| TO BE DONE |
Take the line containing "query | car door handle" and every line after it to the end of the material below; reproduce them exactly, without pictures.

| THE DATA |
---*---
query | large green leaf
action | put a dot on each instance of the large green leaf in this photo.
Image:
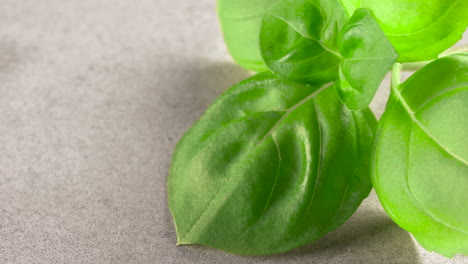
(240, 22)
(421, 152)
(270, 166)
(418, 29)
(315, 42)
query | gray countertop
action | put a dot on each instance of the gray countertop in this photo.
(93, 97)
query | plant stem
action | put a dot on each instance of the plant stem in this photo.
(396, 79)
(414, 66)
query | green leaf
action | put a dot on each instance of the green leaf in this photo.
(270, 166)
(420, 162)
(314, 42)
(419, 29)
(240, 22)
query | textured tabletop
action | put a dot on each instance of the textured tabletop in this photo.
(94, 94)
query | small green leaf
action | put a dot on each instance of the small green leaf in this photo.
(367, 56)
(314, 42)
(421, 156)
(419, 29)
(240, 22)
(270, 166)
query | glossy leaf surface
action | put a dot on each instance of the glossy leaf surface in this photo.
(240, 22)
(315, 42)
(418, 29)
(270, 166)
(420, 169)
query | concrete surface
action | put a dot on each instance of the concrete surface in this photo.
(93, 96)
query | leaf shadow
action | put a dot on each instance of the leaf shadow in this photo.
(369, 236)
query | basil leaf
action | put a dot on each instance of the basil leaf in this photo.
(240, 22)
(419, 29)
(314, 42)
(421, 156)
(270, 166)
(367, 56)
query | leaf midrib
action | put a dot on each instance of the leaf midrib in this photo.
(413, 117)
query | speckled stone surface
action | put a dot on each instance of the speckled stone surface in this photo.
(94, 95)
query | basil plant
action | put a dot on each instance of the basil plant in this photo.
(288, 155)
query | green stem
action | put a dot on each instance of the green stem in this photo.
(396, 79)
(414, 66)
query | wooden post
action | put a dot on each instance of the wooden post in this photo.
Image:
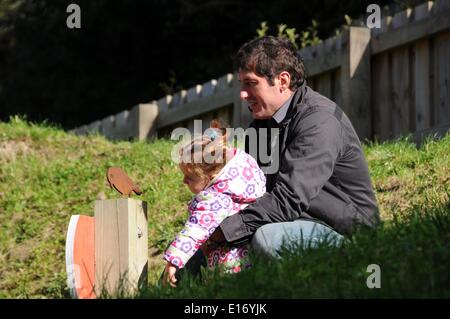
(143, 121)
(121, 247)
(356, 78)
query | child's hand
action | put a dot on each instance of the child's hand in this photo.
(169, 275)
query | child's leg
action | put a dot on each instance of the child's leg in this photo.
(192, 267)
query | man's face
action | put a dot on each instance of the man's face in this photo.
(263, 99)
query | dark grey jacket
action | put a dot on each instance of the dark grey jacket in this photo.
(322, 176)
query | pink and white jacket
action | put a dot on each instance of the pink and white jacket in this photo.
(239, 183)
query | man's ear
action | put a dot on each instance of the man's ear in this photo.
(285, 80)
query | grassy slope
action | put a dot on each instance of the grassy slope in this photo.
(47, 175)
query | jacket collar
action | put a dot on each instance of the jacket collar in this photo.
(297, 98)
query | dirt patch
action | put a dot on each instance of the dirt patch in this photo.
(10, 150)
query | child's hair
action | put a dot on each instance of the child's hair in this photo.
(206, 155)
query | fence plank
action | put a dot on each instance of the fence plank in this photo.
(442, 79)
(421, 106)
(324, 84)
(355, 80)
(336, 83)
(400, 91)
(381, 93)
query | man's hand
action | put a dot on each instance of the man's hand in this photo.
(217, 237)
(169, 275)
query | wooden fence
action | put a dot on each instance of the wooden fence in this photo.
(390, 81)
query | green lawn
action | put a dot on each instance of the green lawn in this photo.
(47, 175)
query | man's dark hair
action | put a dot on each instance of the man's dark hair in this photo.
(269, 56)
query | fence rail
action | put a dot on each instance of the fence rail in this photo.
(390, 81)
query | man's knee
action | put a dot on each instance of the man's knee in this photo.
(269, 239)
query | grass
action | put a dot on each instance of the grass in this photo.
(47, 175)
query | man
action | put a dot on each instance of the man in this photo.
(322, 187)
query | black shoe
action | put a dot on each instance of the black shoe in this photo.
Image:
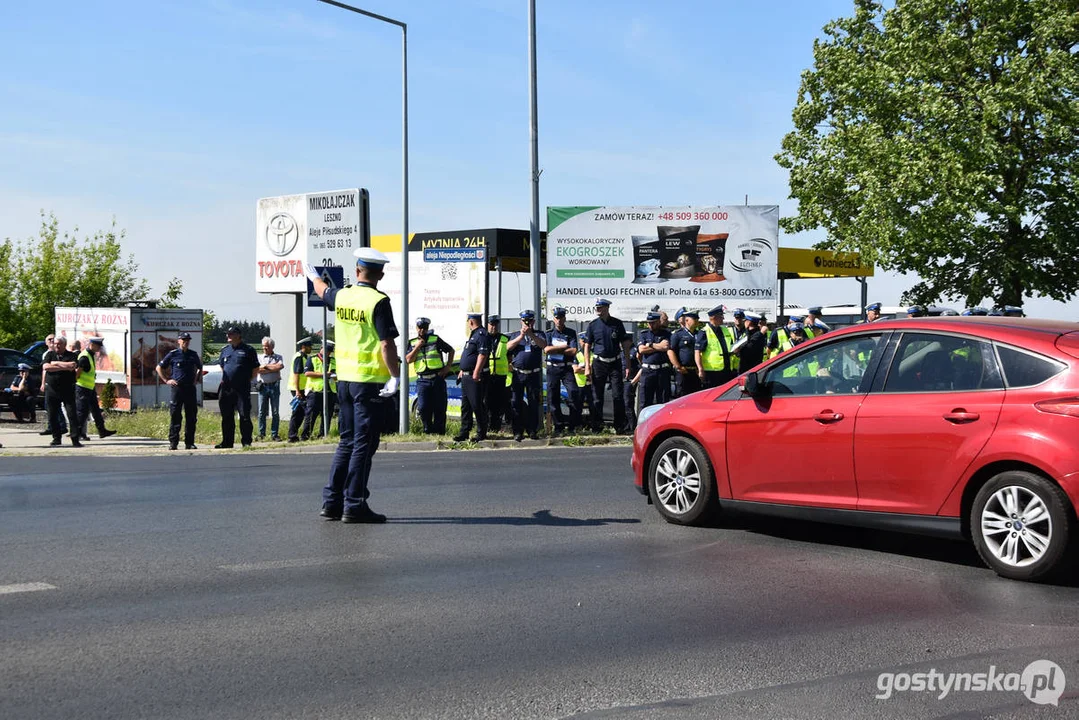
(365, 515)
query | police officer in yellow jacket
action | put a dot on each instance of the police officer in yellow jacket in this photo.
(368, 371)
(713, 350)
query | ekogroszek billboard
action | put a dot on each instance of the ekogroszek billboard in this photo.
(642, 257)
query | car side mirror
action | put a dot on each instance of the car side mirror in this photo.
(751, 384)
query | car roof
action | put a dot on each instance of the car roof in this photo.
(993, 328)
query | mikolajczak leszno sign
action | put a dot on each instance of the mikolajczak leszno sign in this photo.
(640, 257)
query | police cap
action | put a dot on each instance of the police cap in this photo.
(370, 257)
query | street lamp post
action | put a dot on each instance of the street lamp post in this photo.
(404, 424)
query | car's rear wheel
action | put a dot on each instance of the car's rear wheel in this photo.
(1022, 526)
(682, 484)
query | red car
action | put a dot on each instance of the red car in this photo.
(957, 426)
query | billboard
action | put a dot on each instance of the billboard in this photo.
(319, 228)
(642, 257)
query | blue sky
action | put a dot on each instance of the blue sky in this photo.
(175, 117)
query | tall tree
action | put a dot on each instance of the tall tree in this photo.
(941, 137)
(52, 270)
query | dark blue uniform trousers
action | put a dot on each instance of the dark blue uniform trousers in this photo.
(182, 402)
(528, 391)
(432, 399)
(359, 419)
(602, 374)
(558, 377)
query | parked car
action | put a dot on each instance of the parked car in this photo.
(9, 370)
(957, 426)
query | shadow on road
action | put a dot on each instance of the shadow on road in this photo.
(542, 517)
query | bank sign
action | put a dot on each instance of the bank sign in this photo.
(671, 257)
(319, 228)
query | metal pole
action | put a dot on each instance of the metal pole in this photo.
(404, 340)
(326, 374)
(403, 409)
(534, 132)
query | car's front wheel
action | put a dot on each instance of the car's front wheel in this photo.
(1022, 526)
(682, 484)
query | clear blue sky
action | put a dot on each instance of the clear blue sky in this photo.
(175, 116)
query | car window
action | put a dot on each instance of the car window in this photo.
(833, 368)
(1023, 369)
(928, 363)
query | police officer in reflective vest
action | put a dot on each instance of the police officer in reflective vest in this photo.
(526, 349)
(497, 385)
(425, 355)
(606, 362)
(185, 370)
(713, 350)
(298, 388)
(473, 376)
(652, 348)
(368, 370)
(85, 391)
(313, 370)
(683, 353)
(561, 352)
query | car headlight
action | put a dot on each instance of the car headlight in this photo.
(647, 412)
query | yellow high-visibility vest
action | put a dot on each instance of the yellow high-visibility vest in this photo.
(357, 341)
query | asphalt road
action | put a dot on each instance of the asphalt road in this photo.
(508, 584)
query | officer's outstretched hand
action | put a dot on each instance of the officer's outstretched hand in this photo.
(390, 388)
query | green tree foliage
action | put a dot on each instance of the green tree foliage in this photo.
(941, 137)
(52, 270)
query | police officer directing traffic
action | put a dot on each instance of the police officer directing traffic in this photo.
(606, 362)
(85, 391)
(652, 348)
(240, 365)
(185, 370)
(526, 350)
(561, 352)
(425, 355)
(473, 375)
(368, 372)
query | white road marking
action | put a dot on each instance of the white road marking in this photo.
(25, 587)
(301, 562)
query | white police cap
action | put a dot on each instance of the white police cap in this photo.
(370, 257)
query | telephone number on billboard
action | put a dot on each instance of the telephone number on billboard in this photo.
(713, 215)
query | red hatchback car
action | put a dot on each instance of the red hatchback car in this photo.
(956, 426)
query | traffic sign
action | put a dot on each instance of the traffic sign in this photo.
(332, 275)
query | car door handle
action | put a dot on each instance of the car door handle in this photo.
(828, 416)
(959, 416)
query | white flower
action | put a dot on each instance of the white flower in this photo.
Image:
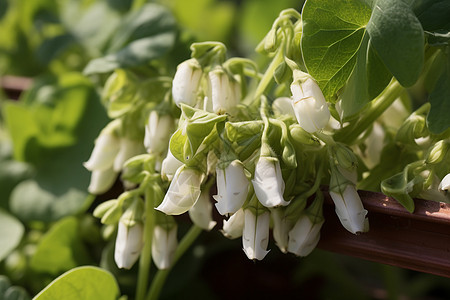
(309, 105)
(305, 235)
(158, 130)
(164, 244)
(201, 212)
(232, 188)
(350, 210)
(444, 185)
(268, 182)
(280, 229)
(225, 91)
(255, 237)
(186, 82)
(170, 165)
(105, 151)
(283, 106)
(129, 243)
(234, 227)
(102, 181)
(183, 192)
(128, 149)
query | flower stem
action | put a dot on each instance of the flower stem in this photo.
(146, 255)
(161, 275)
(349, 134)
(268, 75)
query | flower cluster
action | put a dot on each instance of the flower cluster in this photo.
(223, 136)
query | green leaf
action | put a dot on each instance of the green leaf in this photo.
(144, 35)
(11, 232)
(399, 188)
(397, 36)
(437, 119)
(433, 14)
(60, 249)
(82, 283)
(332, 34)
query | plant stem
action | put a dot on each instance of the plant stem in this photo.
(349, 134)
(161, 275)
(268, 75)
(146, 255)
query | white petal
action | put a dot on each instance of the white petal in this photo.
(201, 212)
(350, 210)
(234, 227)
(268, 182)
(164, 244)
(183, 192)
(255, 237)
(129, 244)
(232, 188)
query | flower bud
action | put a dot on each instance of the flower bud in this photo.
(225, 91)
(438, 152)
(169, 166)
(183, 192)
(350, 210)
(129, 244)
(164, 244)
(232, 188)
(444, 185)
(128, 149)
(268, 182)
(234, 226)
(310, 106)
(158, 130)
(186, 82)
(255, 237)
(201, 212)
(283, 106)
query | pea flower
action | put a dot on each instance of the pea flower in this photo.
(186, 82)
(224, 91)
(350, 210)
(201, 212)
(183, 191)
(164, 244)
(304, 236)
(129, 243)
(102, 158)
(309, 104)
(170, 165)
(232, 188)
(268, 182)
(157, 132)
(234, 226)
(280, 229)
(444, 185)
(255, 237)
---*---
| RIGHT ANSWER |
query | car door handle
action | put a dot on each instance of the car door handle in this photo.
(828, 416)
(959, 416)
query | white flower
action | put a dot on each instance of the white flower in this photo.
Image:
(309, 105)
(305, 235)
(158, 130)
(164, 244)
(201, 212)
(232, 188)
(350, 210)
(444, 185)
(268, 182)
(280, 229)
(225, 91)
(255, 237)
(186, 82)
(170, 165)
(105, 151)
(283, 106)
(129, 243)
(234, 227)
(102, 181)
(183, 192)
(128, 149)
query | flower stem
action | put a dot on each instance of the flower stem in this photo.
(146, 255)
(161, 275)
(349, 134)
(268, 75)
query | flower cluster
action | put a dot on each instance of the flower cluster in this photo.
(223, 136)
query | green leaf
action | put a dot on each instance of the green leaf in this photo.
(144, 35)
(11, 232)
(399, 188)
(397, 36)
(437, 119)
(433, 14)
(60, 249)
(82, 283)
(332, 34)
query | plant stem
action | put a dot on each instance of the plant stem in this photo.
(349, 134)
(161, 275)
(268, 75)
(146, 255)
query | white petal
action | put a dot on each instance of the white petal in this photo.
(201, 212)
(350, 210)
(234, 227)
(268, 182)
(164, 244)
(183, 192)
(255, 237)
(129, 244)
(232, 188)
query | flower bud
action | put a dot on each instance of the flower bud in this photo.
(225, 91)
(438, 152)
(169, 166)
(183, 192)
(350, 210)
(129, 244)
(164, 244)
(232, 188)
(444, 185)
(128, 149)
(268, 182)
(234, 226)
(310, 106)
(158, 130)
(186, 82)
(255, 237)
(201, 212)
(283, 106)
query | pea flower
action | put a dot on each instance of the pea flower in this photo.
(186, 82)
(224, 91)
(350, 210)
(201, 212)
(183, 191)
(164, 244)
(304, 236)
(129, 243)
(102, 158)
(309, 104)
(170, 165)
(232, 188)
(268, 182)
(157, 132)
(234, 226)
(280, 229)
(444, 185)
(255, 237)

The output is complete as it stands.